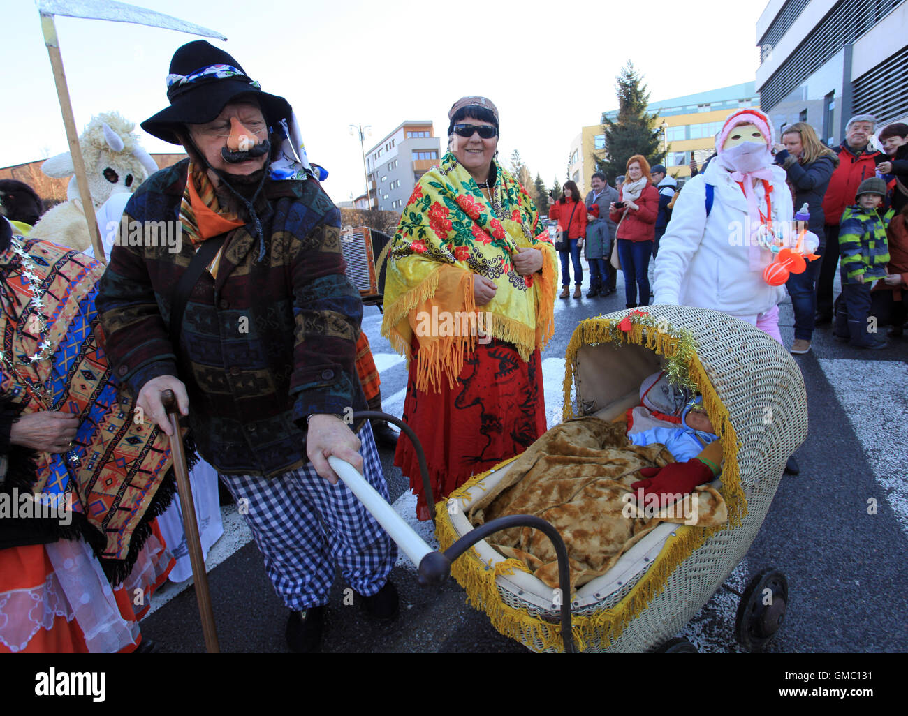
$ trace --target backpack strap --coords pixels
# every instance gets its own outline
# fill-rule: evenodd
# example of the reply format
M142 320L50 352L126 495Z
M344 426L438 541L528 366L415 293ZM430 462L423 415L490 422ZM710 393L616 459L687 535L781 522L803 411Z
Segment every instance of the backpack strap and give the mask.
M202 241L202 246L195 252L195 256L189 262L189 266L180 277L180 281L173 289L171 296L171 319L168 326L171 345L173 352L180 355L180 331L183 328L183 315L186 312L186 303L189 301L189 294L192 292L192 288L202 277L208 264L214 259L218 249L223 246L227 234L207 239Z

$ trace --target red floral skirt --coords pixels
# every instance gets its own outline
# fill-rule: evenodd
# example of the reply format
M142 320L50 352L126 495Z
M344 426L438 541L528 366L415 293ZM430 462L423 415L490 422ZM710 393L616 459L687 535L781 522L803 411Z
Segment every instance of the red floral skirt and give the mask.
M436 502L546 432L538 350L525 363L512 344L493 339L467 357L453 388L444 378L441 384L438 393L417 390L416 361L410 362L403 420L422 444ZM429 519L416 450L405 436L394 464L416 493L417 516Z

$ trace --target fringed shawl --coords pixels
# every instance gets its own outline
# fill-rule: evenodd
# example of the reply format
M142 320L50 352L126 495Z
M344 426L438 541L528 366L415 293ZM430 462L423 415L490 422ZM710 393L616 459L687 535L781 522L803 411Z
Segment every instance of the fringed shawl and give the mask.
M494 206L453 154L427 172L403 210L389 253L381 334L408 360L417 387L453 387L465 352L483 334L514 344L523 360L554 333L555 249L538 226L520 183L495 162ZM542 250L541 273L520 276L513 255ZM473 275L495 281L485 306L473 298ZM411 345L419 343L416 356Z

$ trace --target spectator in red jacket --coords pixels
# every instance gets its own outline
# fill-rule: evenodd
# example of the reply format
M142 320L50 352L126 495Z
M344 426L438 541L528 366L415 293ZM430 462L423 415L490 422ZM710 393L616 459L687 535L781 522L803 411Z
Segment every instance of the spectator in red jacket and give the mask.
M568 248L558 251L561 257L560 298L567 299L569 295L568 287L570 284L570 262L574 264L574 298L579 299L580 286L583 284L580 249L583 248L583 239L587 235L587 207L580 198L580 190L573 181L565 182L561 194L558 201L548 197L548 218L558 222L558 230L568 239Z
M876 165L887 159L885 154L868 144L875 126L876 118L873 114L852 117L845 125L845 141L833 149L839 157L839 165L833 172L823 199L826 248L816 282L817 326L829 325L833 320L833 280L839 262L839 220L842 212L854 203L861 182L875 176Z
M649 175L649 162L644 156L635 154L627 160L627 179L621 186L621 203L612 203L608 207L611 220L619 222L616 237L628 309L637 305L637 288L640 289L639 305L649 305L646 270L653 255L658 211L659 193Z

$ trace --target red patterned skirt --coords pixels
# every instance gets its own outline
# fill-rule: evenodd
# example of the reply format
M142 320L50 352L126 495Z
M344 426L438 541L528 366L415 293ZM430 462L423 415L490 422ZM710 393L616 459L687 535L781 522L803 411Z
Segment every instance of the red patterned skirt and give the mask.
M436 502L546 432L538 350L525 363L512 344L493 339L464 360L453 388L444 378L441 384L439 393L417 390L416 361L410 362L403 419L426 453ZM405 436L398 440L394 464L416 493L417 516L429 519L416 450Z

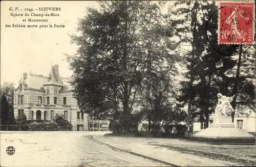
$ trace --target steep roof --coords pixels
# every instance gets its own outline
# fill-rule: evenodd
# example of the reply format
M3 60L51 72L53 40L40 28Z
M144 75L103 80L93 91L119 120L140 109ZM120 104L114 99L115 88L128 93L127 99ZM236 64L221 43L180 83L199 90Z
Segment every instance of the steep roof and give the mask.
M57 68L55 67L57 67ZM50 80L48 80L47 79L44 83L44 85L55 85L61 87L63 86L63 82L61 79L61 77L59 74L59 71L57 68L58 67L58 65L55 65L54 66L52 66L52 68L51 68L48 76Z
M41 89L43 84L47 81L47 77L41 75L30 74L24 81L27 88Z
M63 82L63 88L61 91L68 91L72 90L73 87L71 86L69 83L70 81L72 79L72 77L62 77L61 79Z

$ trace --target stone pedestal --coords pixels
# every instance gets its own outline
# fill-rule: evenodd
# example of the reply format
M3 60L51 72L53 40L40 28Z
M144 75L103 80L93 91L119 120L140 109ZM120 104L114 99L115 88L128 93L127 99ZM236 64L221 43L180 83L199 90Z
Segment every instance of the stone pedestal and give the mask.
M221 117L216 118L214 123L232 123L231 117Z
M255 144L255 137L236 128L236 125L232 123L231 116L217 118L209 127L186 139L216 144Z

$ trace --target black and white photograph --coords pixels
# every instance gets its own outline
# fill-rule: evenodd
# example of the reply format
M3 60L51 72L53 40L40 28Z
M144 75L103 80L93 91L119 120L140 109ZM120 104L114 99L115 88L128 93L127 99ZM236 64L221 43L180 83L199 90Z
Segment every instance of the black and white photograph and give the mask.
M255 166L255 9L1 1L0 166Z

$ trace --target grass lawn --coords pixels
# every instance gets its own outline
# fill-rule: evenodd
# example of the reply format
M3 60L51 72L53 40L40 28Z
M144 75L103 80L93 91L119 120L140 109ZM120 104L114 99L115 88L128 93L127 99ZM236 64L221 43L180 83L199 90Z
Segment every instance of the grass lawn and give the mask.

● What is needed
Copy out all of the rows above line for line, without changing anything. Leave the pictures out of your copy.

● Output
$ trace --target backpack strap --coords pixels
# every instance gets its own outline
# fill-rule: evenodd
# example of the reply format
M142 320L50 352L126 495Z
M344 426L438 541L528 366L415 293ZM430 462L423 415L490 422ZM710 393L616 459L687 535L781 522L803 411Z
Segment every instance of the backpack strap and give the mask.
M202 241L202 246L195 252L195 256L189 262L189 266L180 277L180 281L173 289L171 296L171 319L168 326L171 345L173 352L180 355L180 331L183 328L183 315L186 312L186 303L189 301L189 294L192 292L192 288L202 277L208 264L214 259L218 249L223 246L227 234L207 239Z

$ trace --target red floral skirt --coords pixels
# every instance gets its own outline
# fill-rule: evenodd
# example of the reply format
M142 320L50 352L126 495Z
M344 426L438 541L528 366L415 293ZM430 462L423 415L490 422ZM710 393L616 459L687 535L781 522L803 411Z
Segment every instance of the red floral skirt and give the mask.
M436 502L546 432L538 350L525 363L512 344L493 339L467 357L453 388L444 378L441 384L438 393L417 390L416 361L410 362L403 420L422 444ZM429 519L416 450L405 436L394 464L416 493L417 516Z

$ trace --target fringed shawl --coords pixels
# every instance gets its own outline
# fill-rule: evenodd
# example of the reply format
M142 320L50 352L126 495Z
M344 426L438 541L528 366L415 293ZM430 462L423 415L490 422ZM710 393L616 459L687 535L781 522L803 411Z
Segment every instance of the fringed shawl and give the mask.
M494 206L453 154L427 172L403 210L389 253L381 334L408 360L417 387L453 387L465 352L483 334L514 344L523 360L554 333L555 249L538 226L520 183L495 162ZM542 250L541 273L520 276L513 255ZM473 275L495 281L485 306L473 298ZM411 345L419 343L416 356Z

$ trace --target spectator in red jacket --coords pixels
# every instance gets its own outline
# fill-rule: evenodd
# example of the reply format
M142 320L50 352L126 495Z
M344 426L438 541L528 366L415 293ZM430 462L423 415L490 422ZM710 393L616 459L687 535L781 522L803 411Z
Segment every instance of the spectator in red jacket and give the mask.
M568 248L558 251L561 257L560 298L567 299L569 295L568 287L570 284L570 262L574 264L574 298L579 299L580 286L583 284L580 249L583 248L583 239L587 235L587 207L580 198L580 190L573 181L565 182L561 194L558 201L548 197L548 218L558 222L558 230L568 239Z
M876 165L887 159L885 154L868 144L875 126L876 118L873 114L852 117L845 125L845 141L833 149L839 157L839 165L833 172L823 199L826 248L816 282L817 326L829 325L833 320L833 280L839 262L839 220L842 212L854 203L861 182L875 176Z
M649 175L649 162L644 156L635 154L627 160L627 179L621 186L621 203L612 203L608 207L611 220L619 222L616 237L628 309L637 305L637 288L640 289L639 305L649 305L646 270L653 255L658 211L659 193Z

$ trace --target red patterned skirt --coords pixels
# every instance gets its own outline
# fill-rule: evenodd
# example of the reply format
M142 320L50 352L126 495Z
M344 426L438 541L528 366L415 293ZM430 462L423 415L490 422ZM710 393L616 459L687 535L781 522L803 411Z
Segment every instance of the red patterned skirt and give the mask.
M436 502L546 432L538 350L525 363L512 344L493 339L464 360L453 388L444 378L441 384L439 393L417 390L416 361L410 362L403 419L426 453ZM405 436L398 440L394 464L416 493L417 516L429 519L416 450Z

$ trace --target steep roof --coords pixels
# every instance gets its own outline
# fill-rule: evenodd
# example of the reply format
M3 60L51 72L53 40L40 28Z
M144 75L103 80L93 91L119 120L140 109ZM120 104L114 99L115 88L128 93L127 99ZM236 64L221 43L180 83L199 90Z
Segment every instance of the steep roof and give the mask.
M57 68L55 67L57 67ZM50 80L48 80L47 79L44 83L44 85L55 85L61 87L63 86L63 82L61 79L61 77L59 74L59 71L57 68L58 67L58 65L55 65L54 66L52 66L52 68L51 68L48 76Z
M41 89L43 84L47 81L47 77L41 75L30 74L24 81L27 88Z
M63 82L63 88L61 91L68 91L72 90L73 87L71 86L69 83L70 81L72 79L72 77L62 77L61 79Z

$ trace --target stone pedestal --coords pixels
# every instance gets its own outline
# fill-rule: evenodd
# example of the reply format
M3 60L51 72L53 40L40 28Z
M144 75L103 80L93 91L119 120L140 109ZM120 104L114 99L115 88L128 93L127 99ZM236 64L221 43L180 83L199 90Z
Segment every instance of the stone pedestal and give the mask.
M221 117L216 118L214 123L232 123L231 117Z
M255 144L255 137L236 128L236 125L232 123L231 116L217 118L209 127L186 139L216 144Z

$ trace --target black and white photograph --coords pixels
# every instance gets its own outline
# fill-rule: evenodd
# example of the reply format
M3 60L51 72L53 40L40 28Z
M144 75L103 80L93 91L119 120L140 109ZM120 104L114 99L115 88L128 93L127 99ZM236 64L221 43L180 83L199 90Z
Segment every instance of the black and white photograph and give the mask.
M255 166L255 9L1 1L0 166Z

$ trace --target grass lawn --coords pixels
# every instance gets its own outline
# fill-rule: evenodd
# example of the reply format
M3 60L51 72L53 40L40 28Z
M144 75L103 80L93 91L119 120L140 109ZM120 104L114 99L115 88L128 93L127 99ZM236 64L221 43L180 83L199 90Z
Segment every instance of the grass lawn and give the mask.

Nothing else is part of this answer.